Real World 20th Awards Bash, Part 1
15-minutes of Fame, Social Commentary March 28th, 2008It’s been a week or so since we filmed the Real World 20th Awards Bash in LA, and I know I have to discipline myself and just write about it. It’s hard to write about the reunion because there is so much about the past that I have to explain before I can talk about the present. And who really wants to spend hours writing about the past?
Plus, it’s hard to write about something that could potentially be so juicy. If chose to write about my day-to-day dramas over the past 5 years, it would read like a transcript of This Old House. Here I have a rare chance to write about something like a Hollywood insider, but there’s nothing more exhausting than writing a play-by-play of the night’s drama. Plus, these people are my friends, and it’s not right to exploit them so I can get a few thousand more visits on my website.
Now I’m just going to type and see what I can come up with…
Real World Reunion vs. High School Class Reunion
A Real World reunion is essentially a high school class reunion except a little more complicated. My theory is that there are 4 Stages you go through on your path to your first class reunion.
–Actually, before I write any more, I should say that nobody likes to admit this stuff, much less write about this one their website. We were all fragile in our passage through high school, and it’s hard to feel cool by stepping back and analyzing that part of your life. It’s much easier to be confident as an adult and act like high school wasn’t that big of a deal.–
But I’m in Stage 4, so I don’t mind writing about the subject…
- Stage 1: Get me out of here! This begins in your last years of high school or shortly after you graduate. This stage is entirely a reaction to the self-absorbed kids who act like the social ordeals of high school are the biggest thing in the world. You cannot handle the ugliness of cliques and the silly games of popularity. You believe that you belong somewhere else where you will thrive. I would never come back here for a reunion! Why would I want to relive this at a reunion?
============
Problem requirements
Answer these questions using the reunion post above.
1. In what city was the Real World 20th Awards Bash filmed?
2. What TV show does the writer say an account of their day-to-day dramas over the past five years would read like?
3. Which stage does the writer say they are in?
============
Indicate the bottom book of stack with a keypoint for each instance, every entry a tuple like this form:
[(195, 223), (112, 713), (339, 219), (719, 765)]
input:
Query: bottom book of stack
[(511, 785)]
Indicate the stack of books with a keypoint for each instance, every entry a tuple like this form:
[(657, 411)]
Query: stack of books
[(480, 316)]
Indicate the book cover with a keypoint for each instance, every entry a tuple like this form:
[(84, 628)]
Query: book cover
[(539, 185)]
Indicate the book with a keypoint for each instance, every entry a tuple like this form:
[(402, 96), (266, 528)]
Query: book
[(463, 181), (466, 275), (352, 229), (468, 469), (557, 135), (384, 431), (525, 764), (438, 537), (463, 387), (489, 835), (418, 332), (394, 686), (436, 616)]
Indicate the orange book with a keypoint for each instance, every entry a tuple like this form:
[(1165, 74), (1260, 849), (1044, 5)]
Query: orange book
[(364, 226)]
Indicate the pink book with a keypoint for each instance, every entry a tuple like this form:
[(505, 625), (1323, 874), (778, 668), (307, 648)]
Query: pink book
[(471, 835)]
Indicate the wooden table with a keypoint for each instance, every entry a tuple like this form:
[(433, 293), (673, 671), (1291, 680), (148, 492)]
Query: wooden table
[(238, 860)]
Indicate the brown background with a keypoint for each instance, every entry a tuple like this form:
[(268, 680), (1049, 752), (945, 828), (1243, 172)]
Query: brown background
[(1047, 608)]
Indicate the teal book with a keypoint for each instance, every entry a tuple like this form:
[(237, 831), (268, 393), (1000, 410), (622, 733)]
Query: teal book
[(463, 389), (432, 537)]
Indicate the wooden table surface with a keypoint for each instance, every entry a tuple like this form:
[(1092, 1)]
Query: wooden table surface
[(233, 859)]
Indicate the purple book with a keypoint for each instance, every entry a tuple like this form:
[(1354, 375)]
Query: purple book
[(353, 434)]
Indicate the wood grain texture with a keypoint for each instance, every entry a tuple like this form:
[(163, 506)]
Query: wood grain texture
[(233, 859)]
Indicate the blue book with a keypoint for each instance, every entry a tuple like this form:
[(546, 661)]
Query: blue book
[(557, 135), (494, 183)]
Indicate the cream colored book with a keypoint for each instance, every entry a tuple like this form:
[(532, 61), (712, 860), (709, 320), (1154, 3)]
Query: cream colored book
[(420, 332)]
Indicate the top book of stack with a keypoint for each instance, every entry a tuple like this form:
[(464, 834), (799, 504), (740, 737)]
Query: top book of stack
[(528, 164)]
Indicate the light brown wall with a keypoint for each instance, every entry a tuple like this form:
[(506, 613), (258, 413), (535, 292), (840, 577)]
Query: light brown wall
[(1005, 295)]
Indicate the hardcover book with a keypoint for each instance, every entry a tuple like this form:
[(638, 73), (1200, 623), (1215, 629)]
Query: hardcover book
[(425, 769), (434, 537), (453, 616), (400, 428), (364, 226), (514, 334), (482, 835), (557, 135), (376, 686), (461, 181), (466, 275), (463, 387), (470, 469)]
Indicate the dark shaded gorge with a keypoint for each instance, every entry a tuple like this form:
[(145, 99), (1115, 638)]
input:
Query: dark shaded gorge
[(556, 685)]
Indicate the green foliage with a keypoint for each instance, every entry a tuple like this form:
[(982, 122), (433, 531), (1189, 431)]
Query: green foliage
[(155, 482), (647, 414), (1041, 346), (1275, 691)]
============
Result for this exercise
1. LA
2. This Old House
3. Stage 4